■ Document extract
12. The preform according to claim 11, wherein, for said external contour of said bottom, said connection between said outside envelope of said cylindrical body and said tapered envelope, at a point N, is in the form of a rounded surface of a radius RF that is on the same order as radius RE and, preferably, is equal to ½×(Ae).

13. The preform according to claim 11, wherein said radius RE of said spherical cap of said external contour is on the order of 0.53×(Ae).

14. The preform according to claim 11, wherein said half-angle M at said top of said tapered surface of said external contour is on the order of 10°.

15. The preform according to claim 11, wherein said radius RG of said toroidal ring of said external contour, which extends between said spherical surface and said tapered envelope, is on the order of 0.32×(Ae).

16. The preform according to claim 11, wherein said radius RH of said central spherical dome of said internal contour is substantially equal to ½(Ae), meaning to half said outside diameter Ae of said cylindrical body.

17. The preform according to claim 11, wherein said radius RL of said toroidal annular surface of said internal contour, which acts as said connection between said spherical surface and said central spherical dome, is on the order of 0.8×(K/2).

18. The preform according to claim 11, wherein said radius RI of a circle which is traced by a center of the toroidal annular surface has a value which is on the order of 0.07×(Ae).

19. The preform according to claim 11, wherein said construction thickness D of the wall of said bottom, along said axis xx′, is on the order of 0.41×(C).

20. The preform according to claim 11, wherein said thickness C of the wall of said bottom, along said axis xx′, is on the order of 1.02×(B).

Description:

The invention relates to preforms made of thermoplastic and used for the production of bottles; it more particularly relates to an improvement to the bottom of these preforms.

Conventionally, the bottom of a preform is hemispherical in appearance and the external central portion of this hemisphere corresponds to the point where material is injected during the manufacture of said preform.

■ Challenges
1. In two sentences, what does the patent excerpt say?
2. Duplicate the stretch of the patent excerpt from "17. The preform" through "order of 0.8×(K/2).".

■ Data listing
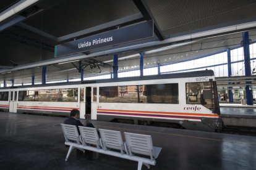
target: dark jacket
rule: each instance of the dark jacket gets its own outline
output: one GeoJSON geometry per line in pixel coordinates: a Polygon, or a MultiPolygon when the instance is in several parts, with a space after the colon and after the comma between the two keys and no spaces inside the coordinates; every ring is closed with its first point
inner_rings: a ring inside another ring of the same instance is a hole
{"type": "Polygon", "coordinates": [[[70,125],[75,125],[78,127],[79,126],[83,126],[80,120],[74,118],[70,118],[64,121],[64,124],[70,124],[70,125]]]}
{"type": "Polygon", "coordinates": [[[77,127],[77,130],[79,131],[79,133],[80,134],[80,132],[79,132],[79,129],[78,127],[79,126],[86,126],[86,127],[95,127],[93,124],[92,124],[92,123],[87,123],[86,124],[86,126],[83,126],[83,124],[82,124],[82,123],[80,121],[80,120],[74,118],[69,118],[68,119],[66,119],[64,122],[64,124],[70,124],[70,125],[75,125],[77,127]]]}

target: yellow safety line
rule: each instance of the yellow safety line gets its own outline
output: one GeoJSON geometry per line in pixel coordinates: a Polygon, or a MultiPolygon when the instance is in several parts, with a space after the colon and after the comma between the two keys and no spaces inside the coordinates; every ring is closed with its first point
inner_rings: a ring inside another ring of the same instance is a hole
{"type": "Polygon", "coordinates": [[[239,144],[246,143],[246,144],[256,145],[256,143],[254,143],[254,142],[240,142],[240,141],[236,141],[236,140],[220,140],[220,139],[208,138],[208,137],[197,137],[197,136],[193,136],[181,135],[181,134],[177,134],[163,133],[163,132],[153,132],[153,131],[148,131],[134,130],[134,129],[130,129],[109,127],[109,126],[101,126],[101,125],[98,125],[98,126],[109,127],[109,128],[114,128],[114,129],[123,129],[123,130],[134,131],[138,131],[138,132],[150,132],[150,133],[160,134],[176,136],[179,136],[179,137],[191,137],[191,138],[200,139],[205,139],[205,140],[215,140],[215,141],[218,141],[218,142],[226,142],[239,143],[239,144]]]}

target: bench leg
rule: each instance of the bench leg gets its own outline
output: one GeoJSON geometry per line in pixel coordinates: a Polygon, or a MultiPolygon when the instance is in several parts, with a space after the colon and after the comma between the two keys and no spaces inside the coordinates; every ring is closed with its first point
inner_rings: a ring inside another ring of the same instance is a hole
{"type": "Polygon", "coordinates": [[[147,168],[148,168],[148,169],[150,169],[150,166],[149,166],[148,164],[147,163],[143,163],[143,165],[145,165],[145,166],[147,166],[147,168]]]}
{"type": "Polygon", "coordinates": [[[69,152],[67,152],[67,156],[66,156],[66,161],[67,161],[67,159],[69,159],[69,155],[70,155],[71,152],[73,150],[73,149],[74,148],[74,147],[72,145],[70,145],[69,147],[69,152]]]}
{"type": "Polygon", "coordinates": [[[80,151],[82,151],[82,152],[83,152],[83,153],[85,153],[85,150],[83,150],[83,149],[82,149],[82,148],[77,148],[77,149],[80,150],[80,151]]]}
{"type": "Polygon", "coordinates": [[[138,162],[138,170],[141,170],[142,167],[142,162],[139,161],[138,162]]]}

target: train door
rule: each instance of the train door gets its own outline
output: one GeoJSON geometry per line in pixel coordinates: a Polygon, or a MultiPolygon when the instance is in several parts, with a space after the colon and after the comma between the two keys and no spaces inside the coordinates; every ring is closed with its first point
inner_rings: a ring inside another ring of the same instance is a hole
{"type": "Polygon", "coordinates": [[[80,118],[85,118],[85,88],[80,89],[80,118]]]}
{"type": "Polygon", "coordinates": [[[98,98],[97,98],[97,87],[92,87],[92,119],[97,119],[97,107],[98,107],[98,98]]]}
{"type": "Polygon", "coordinates": [[[87,87],[85,88],[85,117],[91,119],[92,113],[92,87],[87,87]]]}
{"type": "Polygon", "coordinates": [[[17,92],[13,91],[10,92],[10,106],[9,111],[12,113],[17,113],[17,92]]]}

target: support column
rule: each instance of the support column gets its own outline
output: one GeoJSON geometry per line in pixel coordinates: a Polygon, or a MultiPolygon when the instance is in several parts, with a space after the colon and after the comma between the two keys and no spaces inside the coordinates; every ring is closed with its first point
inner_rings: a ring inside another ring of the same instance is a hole
{"type": "MultiPolygon", "coordinates": [[[[251,76],[250,69],[250,41],[249,38],[248,31],[242,33],[242,46],[244,47],[244,69],[245,72],[245,76],[251,76]]],[[[251,82],[247,81],[246,84],[250,84],[251,82]]],[[[247,104],[248,105],[252,105],[254,104],[252,98],[252,89],[250,89],[250,85],[245,86],[245,93],[247,104]]]]}
{"type": "Polygon", "coordinates": [[[32,86],[35,85],[35,75],[32,75],[32,86]]]}
{"type": "Polygon", "coordinates": [[[46,84],[46,70],[47,67],[46,66],[43,67],[42,68],[42,84],[46,84]]]}
{"type": "MultiPolygon", "coordinates": [[[[232,70],[231,70],[231,54],[230,52],[230,49],[227,49],[228,55],[228,77],[231,77],[232,70]]],[[[229,84],[232,84],[231,82],[228,83],[229,84]]],[[[229,99],[229,103],[234,102],[233,93],[232,92],[232,87],[228,87],[228,99],[229,99]]]]}
{"type": "Polygon", "coordinates": [[[161,75],[161,72],[160,72],[160,64],[158,63],[157,64],[157,70],[158,70],[158,75],[161,75]]]}
{"type": "Polygon", "coordinates": [[[144,67],[144,55],[145,52],[140,53],[140,76],[143,76],[143,69],[144,67]]]}
{"type": "Polygon", "coordinates": [[[114,54],[114,59],[113,59],[113,76],[114,78],[118,78],[118,55],[114,54]]]}
{"type": "Polygon", "coordinates": [[[81,76],[81,81],[83,81],[83,68],[81,69],[80,76],[81,76]]]}

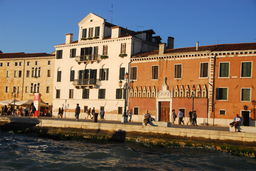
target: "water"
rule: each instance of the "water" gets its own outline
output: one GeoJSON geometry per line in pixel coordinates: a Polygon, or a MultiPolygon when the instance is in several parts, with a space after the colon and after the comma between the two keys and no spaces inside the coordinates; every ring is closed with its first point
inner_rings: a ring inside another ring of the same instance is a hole
{"type": "Polygon", "coordinates": [[[1,171],[256,169],[256,160],[202,148],[58,141],[0,131],[1,171]]]}

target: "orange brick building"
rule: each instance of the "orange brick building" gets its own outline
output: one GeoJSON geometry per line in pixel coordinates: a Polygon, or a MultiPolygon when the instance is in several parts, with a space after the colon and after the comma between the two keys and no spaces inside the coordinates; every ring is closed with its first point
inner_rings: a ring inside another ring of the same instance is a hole
{"type": "Polygon", "coordinates": [[[166,48],[162,43],[131,59],[134,120],[142,120],[148,110],[157,121],[170,122],[172,110],[180,109],[186,122],[194,106],[198,124],[227,125],[238,114],[255,126],[256,43],[166,48]]]}

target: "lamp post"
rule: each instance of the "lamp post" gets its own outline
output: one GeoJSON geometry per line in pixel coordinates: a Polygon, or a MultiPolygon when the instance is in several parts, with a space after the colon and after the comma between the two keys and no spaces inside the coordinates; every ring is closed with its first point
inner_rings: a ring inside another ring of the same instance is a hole
{"type": "MultiPolygon", "coordinates": [[[[122,117],[128,117],[128,116],[126,115],[126,94],[127,94],[127,89],[128,89],[128,88],[129,88],[128,84],[127,83],[127,80],[128,80],[128,77],[129,77],[129,74],[128,74],[127,72],[126,72],[126,73],[125,74],[125,83],[124,85],[124,87],[122,88],[125,91],[125,93],[124,94],[124,97],[125,98],[125,108],[124,109],[124,114],[123,114],[122,117]]],[[[119,87],[121,88],[121,87],[122,87],[122,80],[120,80],[120,81],[119,81],[119,82],[118,83],[119,83],[119,87]]],[[[130,82],[130,86],[131,87],[132,87],[133,86],[134,83],[134,82],[132,80],[131,80],[131,81],[130,82]]]]}
{"type": "Polygon", "coordinates": [[[12,94],[12,97],[14,97],[14,106],[13,106],[13,111],[12,111],[12,116],[15,116],[15,97],[17,97],[19,96],[19,92],[18,92],[16,94],[16,90],[17,90],[16,88],[14,88],[13,92],[11,93],[11,94],[12,94]]]}
{"type": "MultiPolygon", "coordinates": [[[[187,91],[186,92],[186,96],[188,97],[188,99],[191,99],[191,98],[193,98],[193,105],[192,105],[192,110],[194,111],[194,98],[195,98],[196,99],[199,99],[198,97],[195,96],[195,94],[194,94],[194,91],[195,91],[195,86],[193,85],[192,86],[192,94],[191,94],[191,96],[189,97],[190,93],[189,91],[187,91]]],[[[201,91],[200,91],[198,92],[198,97],[201,96],[201,91]]]]}

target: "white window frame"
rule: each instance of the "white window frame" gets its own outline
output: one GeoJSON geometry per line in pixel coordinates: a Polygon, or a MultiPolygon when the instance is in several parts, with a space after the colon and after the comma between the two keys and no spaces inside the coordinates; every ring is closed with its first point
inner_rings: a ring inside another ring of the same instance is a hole
{"type": "Polygon", "coordinates": [[[253,77],[253,61],[241,61],[241,64],[240,66],[240,78],[251,78],[253,77]],[[252,63],[252,67],[251,70],[251,76],[250,77],[242,77],[242,63],[252,63]]]}
{"type": "MultiPolygon", "coordinates": [[[[182,71],[182,70],[181,70],[181,71],[182,71]]],[[[204,79],[204,78],[208,78],[209,77],[209,62],[206,62],[200,63],[200,69],[199,69],[199,77],[198,77],[198,78],[200,79],[204,79]],[[201,77],[201,63],[208,63],[208,64],[207,77],[201,77]]]]}
{"type": "Polygon", "coordinates": [[[218,68],[218,78],[230,78],[230,62],[220,62],[219,63],[219,68],[218,68]],[[221,63],[229,63],[229,67],[228,67],[228,77],[220,77],[220,74],[221,74],[220,72],[220,67],[221,67],[221,63]]]}
{"type": "Polygon", "coordinates": [[[252,100],[252,89],[248,88],[241,88],[240,90],[240,102],[250,102],[252,100]],[[249,101],[242,101],[242,90],[243,89],[250,89],[250,100],[249,101]]]}

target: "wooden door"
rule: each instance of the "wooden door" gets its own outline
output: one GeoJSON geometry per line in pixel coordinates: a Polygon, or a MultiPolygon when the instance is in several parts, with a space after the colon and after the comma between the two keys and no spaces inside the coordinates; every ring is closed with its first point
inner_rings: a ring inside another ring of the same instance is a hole
{"type": "Polygon", "coordinates": [[[170,102],[161,102],[160,106],[160,121],[170,122],[170,102]]]}

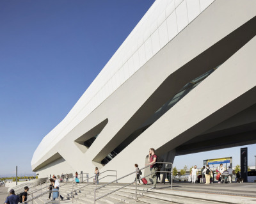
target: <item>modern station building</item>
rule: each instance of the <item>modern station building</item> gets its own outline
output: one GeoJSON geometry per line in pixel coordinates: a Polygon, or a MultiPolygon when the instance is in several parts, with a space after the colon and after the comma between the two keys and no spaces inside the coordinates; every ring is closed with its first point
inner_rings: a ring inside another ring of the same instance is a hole
{"type": "Polygon", "coordinates": [[[255,143],[255,15],[254,0],[156,1],[41,141],[33,171],[121,177],[150,148],[172,162],[255,143]]]}

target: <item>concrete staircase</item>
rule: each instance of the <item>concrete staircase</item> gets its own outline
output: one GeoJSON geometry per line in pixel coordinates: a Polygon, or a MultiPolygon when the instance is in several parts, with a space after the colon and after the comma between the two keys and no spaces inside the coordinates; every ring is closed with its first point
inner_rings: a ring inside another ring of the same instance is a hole
{"type": "MultiPolygon", "coordinates": [[[[77,189],[73,193],[73,202],[74,203],[94,203],[94,189],[100,185],[88,185],[86,183],[77,184],[74,187],[74,190],[77,189]],[[81,189],[79,188],[83,187],[81,189]]],[[[99,198],[107,193],[119,188],[123,185],[118,184],[109,185],[97,191],[96,198],[99,198]]],[[[100,200],[97,201],[96,203],[121,204],[121,203],[138,203],[138,204],[167,204],[167,203],[256,203],[256,200],[248,198],[246,200],[239,200],[237,197],[206,193],[195,193],[180,190],[171,190],[169,186],[159,187],[157,189],[151,190],[151,185],[138,186],[138,201],[135,201],[135,187],[131,185],[110,194],[100,200]]],[[[45,184],[43,192],[47,191],[48,184],[45,184]]],[[[61,201],[61,203],[72,203],[72,184],[61,184],[60,187],[61,194],[64,199],[61,201]]],[[[41,194],[41,191],[34,194],[34,197],[41,194]]],[[[33,202],[36,204],[52,203],[51,200],[47,200],[49,194],[35,199],[33,202]]],[[[56,201],[55,203],[58,202],[56,201]]]]}

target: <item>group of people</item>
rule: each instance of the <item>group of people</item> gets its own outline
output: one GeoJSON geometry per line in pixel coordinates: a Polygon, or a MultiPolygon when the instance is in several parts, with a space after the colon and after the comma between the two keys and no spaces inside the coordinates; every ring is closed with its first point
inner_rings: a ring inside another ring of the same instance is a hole
{"type": "MultiPolygon", "coordinates": [[[[231,181],[233,169],[230,166],[228,166],[228,169],[227,170],[227,171],[228,175],[231,175],[230,176],[231,177],[230,178],[230,180],[231,181]]],[[[218,183],[220,183],[221,180],[221,176],[225,172],[225,169],[223,168],[223,164],[220,164],[220,165],[216,169],[215,172],[217,173],[216,180],[218,180],[218,183]]],[[[203,168],[201,169],[202,177],[199,177],[198,169],[197,169],[196,165],[195,165],[194,168],[191,169],[190,175],[192,177],[192,184],[195,184],[197,179],[200,179],[200,178],[202,178],[202,183],[209,184],[213,182],[213,171],[210,168],[208,164],[206,165],[206,167],[205,166],[204,166],[203,168]]]]}

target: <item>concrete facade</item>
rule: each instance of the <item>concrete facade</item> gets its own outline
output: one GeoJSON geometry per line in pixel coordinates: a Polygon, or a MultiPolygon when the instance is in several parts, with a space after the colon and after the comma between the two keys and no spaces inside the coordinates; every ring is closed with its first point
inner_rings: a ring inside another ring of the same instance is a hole
{"type": "Polygon", "coordinates": [[[43,139],[33,171],[44,177],[97,166],[122,176],[134,163],[144,166],[150,148],[172,162],[177,155],[255,143],[255,15],[252,0],[156,1],[43,139]],[[117,153],[106,163],[111,152],[117,153]]]}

■ Exercise results
1. Claims 12 through 20 set out dimensions for the bottom of a preform, including radii, a half-angle of about 10°, and wall thicknesses, many of them given as proportions of the outside diameter Ae. The description says the invention improves the bottom of thermoplastic preforms used to make bottles, which is conventionally hemispherical and has its external central portion at the point where material is injected.

2.
17. The preform according to claim 11, wherein said radius RL of said toroidal annular surface of said internal contour, which acts as said connection between said spherical surface and said central spherical dome, is on the order of 0.8×(K/2).